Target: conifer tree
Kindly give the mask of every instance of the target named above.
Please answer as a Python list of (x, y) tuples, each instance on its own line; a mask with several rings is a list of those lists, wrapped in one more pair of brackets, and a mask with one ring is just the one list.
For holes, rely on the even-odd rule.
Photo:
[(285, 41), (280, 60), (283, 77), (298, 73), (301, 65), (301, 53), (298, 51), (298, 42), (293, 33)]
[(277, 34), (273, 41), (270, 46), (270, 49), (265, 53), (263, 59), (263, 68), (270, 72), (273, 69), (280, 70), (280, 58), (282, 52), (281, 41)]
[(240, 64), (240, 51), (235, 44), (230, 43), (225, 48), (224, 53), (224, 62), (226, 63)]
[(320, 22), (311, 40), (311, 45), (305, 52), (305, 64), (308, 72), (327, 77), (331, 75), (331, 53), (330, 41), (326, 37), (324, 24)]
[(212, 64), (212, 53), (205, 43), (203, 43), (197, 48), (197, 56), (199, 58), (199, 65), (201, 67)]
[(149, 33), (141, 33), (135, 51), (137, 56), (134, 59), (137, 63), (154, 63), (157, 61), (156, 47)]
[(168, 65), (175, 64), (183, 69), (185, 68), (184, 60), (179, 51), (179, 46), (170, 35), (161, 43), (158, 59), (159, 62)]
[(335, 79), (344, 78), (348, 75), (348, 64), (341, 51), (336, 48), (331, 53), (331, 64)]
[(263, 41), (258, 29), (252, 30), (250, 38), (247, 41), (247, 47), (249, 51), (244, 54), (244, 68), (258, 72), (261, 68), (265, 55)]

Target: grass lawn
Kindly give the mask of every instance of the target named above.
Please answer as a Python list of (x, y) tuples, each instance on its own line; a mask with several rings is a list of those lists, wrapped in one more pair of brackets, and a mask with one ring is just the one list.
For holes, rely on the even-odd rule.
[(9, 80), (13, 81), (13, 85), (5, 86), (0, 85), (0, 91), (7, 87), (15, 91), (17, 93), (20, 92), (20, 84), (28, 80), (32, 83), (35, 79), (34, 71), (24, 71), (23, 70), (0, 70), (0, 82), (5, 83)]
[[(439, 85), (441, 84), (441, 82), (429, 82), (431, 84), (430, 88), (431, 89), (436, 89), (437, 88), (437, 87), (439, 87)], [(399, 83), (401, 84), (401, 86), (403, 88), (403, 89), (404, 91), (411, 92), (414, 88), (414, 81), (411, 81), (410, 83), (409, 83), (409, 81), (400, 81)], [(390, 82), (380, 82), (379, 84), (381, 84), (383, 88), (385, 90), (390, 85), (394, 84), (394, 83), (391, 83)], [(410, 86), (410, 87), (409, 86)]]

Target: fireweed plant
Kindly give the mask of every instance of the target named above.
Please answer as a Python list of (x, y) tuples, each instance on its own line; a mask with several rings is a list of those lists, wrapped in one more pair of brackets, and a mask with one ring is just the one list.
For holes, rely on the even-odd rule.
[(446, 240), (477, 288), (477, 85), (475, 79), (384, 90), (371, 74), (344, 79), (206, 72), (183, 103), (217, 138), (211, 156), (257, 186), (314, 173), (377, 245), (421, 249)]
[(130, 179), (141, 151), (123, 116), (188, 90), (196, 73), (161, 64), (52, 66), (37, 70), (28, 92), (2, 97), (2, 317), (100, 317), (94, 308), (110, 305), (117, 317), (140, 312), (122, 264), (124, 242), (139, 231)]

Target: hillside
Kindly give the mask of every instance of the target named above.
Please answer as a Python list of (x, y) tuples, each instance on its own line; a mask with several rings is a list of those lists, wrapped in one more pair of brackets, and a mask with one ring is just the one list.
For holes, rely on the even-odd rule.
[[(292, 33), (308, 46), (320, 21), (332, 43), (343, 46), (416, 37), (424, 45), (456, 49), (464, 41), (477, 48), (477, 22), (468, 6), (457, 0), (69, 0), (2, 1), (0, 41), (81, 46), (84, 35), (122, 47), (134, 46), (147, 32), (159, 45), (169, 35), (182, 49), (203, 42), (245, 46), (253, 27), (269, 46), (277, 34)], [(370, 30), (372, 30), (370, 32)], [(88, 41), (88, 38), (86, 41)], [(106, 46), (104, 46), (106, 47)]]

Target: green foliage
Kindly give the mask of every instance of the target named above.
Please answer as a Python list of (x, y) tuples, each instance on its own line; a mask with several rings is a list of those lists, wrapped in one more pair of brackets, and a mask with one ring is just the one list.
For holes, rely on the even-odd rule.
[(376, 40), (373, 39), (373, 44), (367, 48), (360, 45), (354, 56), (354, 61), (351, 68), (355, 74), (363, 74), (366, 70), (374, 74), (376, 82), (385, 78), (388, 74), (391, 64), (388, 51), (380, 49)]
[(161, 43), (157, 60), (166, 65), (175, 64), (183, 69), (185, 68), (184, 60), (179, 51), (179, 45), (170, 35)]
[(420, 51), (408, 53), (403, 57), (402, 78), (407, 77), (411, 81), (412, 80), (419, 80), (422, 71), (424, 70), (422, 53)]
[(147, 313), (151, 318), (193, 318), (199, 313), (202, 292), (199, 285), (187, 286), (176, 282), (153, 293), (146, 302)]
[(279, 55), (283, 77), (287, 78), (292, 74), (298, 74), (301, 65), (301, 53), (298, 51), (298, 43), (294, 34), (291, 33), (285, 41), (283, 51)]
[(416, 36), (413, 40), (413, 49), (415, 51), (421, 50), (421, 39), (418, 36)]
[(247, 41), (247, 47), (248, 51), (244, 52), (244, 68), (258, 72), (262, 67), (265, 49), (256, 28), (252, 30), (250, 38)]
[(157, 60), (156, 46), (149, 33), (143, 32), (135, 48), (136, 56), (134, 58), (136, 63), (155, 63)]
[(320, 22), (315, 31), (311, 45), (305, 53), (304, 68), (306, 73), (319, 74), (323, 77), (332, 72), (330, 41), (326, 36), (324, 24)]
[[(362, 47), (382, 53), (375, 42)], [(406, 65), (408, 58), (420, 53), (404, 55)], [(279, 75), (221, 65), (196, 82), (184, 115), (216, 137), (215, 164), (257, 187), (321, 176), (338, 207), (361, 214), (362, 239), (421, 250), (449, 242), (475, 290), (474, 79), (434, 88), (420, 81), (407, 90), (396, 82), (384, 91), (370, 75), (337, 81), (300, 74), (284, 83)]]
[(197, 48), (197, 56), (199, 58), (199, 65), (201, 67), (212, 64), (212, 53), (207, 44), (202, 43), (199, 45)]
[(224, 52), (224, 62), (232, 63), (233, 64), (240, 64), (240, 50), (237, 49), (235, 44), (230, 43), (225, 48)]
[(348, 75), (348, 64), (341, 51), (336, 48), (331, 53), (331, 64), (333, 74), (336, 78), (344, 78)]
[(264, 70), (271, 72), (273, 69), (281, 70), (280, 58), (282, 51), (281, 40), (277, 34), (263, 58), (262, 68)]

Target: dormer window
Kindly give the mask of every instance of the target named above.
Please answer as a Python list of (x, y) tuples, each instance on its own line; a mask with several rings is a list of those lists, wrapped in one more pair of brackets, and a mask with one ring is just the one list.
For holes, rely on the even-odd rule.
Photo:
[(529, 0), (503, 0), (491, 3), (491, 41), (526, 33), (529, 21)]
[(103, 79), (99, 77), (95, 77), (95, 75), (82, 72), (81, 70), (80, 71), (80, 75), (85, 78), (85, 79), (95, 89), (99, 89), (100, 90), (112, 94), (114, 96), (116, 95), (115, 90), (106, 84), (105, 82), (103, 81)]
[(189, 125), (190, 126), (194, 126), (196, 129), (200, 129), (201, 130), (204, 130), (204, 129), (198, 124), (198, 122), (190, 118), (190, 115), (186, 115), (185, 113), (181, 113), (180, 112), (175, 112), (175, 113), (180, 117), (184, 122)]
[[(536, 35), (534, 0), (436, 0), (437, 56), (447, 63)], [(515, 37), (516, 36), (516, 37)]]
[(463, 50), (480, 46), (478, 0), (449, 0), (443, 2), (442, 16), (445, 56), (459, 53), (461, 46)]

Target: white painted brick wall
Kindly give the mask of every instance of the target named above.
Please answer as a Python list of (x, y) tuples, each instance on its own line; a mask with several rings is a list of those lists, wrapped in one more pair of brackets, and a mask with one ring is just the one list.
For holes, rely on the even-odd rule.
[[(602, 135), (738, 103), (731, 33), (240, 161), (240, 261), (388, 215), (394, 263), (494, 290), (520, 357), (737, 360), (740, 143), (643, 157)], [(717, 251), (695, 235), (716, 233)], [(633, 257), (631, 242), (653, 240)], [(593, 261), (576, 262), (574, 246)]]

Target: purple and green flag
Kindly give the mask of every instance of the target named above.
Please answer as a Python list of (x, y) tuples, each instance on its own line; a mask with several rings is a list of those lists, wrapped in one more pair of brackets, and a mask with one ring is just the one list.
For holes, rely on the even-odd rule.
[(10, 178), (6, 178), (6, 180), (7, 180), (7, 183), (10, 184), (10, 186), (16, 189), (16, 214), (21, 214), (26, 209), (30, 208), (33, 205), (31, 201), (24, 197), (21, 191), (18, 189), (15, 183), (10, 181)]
● ● ● ●
What the task requires = Return unchanged the lines from the one containing "Target: fireweed plant" through the one containing "242), (139, 231)]", including both of those lines.

Written answer =
Target: fireweed plant
Kindly give the mask of every instance of the target named above.
Please answer as a Python list of (x, y) tuples, each instance on its own line; a mask with several rings is a list of those lists, wrapped in one more pair of brackets, and a mask with one ring is just the one list.
For holes, rely on the even-odd rule.
[(446, 240), (477, 288), (477, 85), (475, 79), (384, 90), (371, 74), (344, 79), (206, 72), (183, 103), (217, 138), (211, 156), (257, 186), (314, 173), (377, 245), (421, 249)]
[(130, 179), (141, 151), (123, 116), (188, 90), (196, 73), (161, 64), (52, 66), (37, 70), (28, 92), (2, 97), (2, 317), (100, 317), (94, 308), (110, 305), (117, 317), (140, 312), (122, 264), (124, 242), (139, 231)]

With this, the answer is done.